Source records
# # # # #

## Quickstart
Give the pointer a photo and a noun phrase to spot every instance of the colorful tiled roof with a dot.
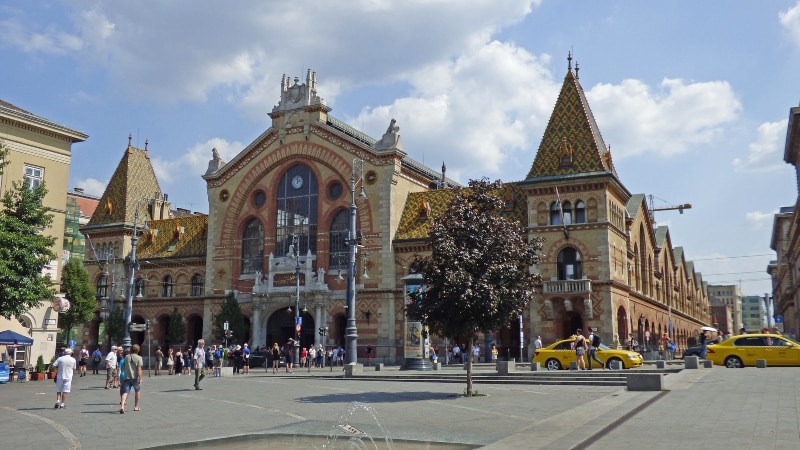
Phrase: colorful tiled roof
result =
(134, 179)
(420, 207)
(174, 238)
(571, 143)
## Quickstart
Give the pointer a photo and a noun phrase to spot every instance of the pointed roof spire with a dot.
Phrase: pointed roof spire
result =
(572, 143)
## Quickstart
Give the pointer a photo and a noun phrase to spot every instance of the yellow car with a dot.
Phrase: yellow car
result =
(745, 350)
(559, 355)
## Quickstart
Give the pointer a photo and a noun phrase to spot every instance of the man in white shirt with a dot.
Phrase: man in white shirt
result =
(111, 366)
(199, 364)
(66, 367)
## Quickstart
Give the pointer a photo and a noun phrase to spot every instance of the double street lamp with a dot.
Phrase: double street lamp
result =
(351, 331)
(131, 265)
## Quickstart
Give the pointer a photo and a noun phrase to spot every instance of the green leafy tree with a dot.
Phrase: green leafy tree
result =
(115, 325)
(24, 250)
(77, 287)
(478, 275)
(231, 313)
(176, 332)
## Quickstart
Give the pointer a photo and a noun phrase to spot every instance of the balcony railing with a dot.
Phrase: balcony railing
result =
(567, 286)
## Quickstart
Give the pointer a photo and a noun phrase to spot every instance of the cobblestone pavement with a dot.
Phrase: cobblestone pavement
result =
(713, 408)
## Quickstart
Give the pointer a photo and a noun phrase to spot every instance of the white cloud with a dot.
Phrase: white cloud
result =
(93, 186)
(193, 162)
(790, 20)
(758, 219)
(765, 153)
(636, 119)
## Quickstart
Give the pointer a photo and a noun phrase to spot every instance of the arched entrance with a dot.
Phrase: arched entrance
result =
(280, 327)
(572, 322)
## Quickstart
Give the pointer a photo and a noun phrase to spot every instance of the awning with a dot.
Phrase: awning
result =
(9, 337)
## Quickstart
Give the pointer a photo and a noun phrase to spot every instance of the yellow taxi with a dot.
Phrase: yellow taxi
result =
(558, 356)
(745, 350)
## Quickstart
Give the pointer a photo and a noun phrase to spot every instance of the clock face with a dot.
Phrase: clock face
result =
(297, 182)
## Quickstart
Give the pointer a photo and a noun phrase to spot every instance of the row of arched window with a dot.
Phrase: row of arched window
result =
(576, 214)
(167, 287)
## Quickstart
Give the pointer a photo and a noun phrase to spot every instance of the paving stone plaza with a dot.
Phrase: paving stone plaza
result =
(705, 408)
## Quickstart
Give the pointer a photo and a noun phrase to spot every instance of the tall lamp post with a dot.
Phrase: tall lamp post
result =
(298, 321)
(351, 331)
(131, 265)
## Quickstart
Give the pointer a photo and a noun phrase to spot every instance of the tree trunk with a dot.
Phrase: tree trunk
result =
(469, 367)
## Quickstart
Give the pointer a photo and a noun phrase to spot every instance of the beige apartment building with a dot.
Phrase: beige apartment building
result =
(40, 151)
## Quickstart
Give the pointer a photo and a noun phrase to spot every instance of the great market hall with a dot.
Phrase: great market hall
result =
(606, 265)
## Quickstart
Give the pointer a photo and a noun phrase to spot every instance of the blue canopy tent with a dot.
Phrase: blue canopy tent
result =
(9, 337)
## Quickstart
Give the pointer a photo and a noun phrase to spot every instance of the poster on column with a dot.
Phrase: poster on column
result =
(413, 346)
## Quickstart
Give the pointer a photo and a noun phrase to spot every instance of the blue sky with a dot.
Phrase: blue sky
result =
(693, 97)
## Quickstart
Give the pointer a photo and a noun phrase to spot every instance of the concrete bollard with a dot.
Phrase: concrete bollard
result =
(353, 369)
(645, 382)
(504, 367)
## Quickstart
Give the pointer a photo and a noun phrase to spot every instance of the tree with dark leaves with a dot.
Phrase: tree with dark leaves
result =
(478, 275)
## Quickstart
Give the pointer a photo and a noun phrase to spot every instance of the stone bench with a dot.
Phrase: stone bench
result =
(645, 382)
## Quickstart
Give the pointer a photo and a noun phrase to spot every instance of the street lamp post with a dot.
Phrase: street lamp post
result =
(351, 331)
(298, 321)
(131, 264)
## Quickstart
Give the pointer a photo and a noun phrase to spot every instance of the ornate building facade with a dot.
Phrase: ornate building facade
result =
(289, 192)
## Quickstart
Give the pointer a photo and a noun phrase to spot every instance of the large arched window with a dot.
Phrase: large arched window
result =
(555, 214)
(297, 210)
(252, 247)
(197, 285)
(338, 248)
(567, 207)
(569, 264)
(580, 212)
(167, 287)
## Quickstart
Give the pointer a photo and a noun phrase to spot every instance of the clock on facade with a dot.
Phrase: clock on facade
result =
(297, 182)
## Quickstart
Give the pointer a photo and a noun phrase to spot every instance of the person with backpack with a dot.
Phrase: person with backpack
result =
(593, 342)
(580, 349)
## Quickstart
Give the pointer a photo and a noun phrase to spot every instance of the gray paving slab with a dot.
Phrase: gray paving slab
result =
(718, 407)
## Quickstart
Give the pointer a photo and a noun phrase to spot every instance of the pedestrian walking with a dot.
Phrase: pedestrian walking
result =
(97, 358)
(132, 379)
(65, 368)
(593, 343)
(580, 349)
(199, 364)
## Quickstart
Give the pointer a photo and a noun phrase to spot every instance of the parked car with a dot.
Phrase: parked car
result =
(745, 350)
(558, 356)
(259, 358)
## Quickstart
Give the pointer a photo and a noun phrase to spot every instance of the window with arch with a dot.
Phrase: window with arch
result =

# # # # #

• Task to carry out: Every line above with the word "tent" belongs in the answer, copied as written.

• Result:
Give the pointer a photo and a noun phrase to spot every instance of the blue canopy tent with a dot.
Phrase: blue canopy tent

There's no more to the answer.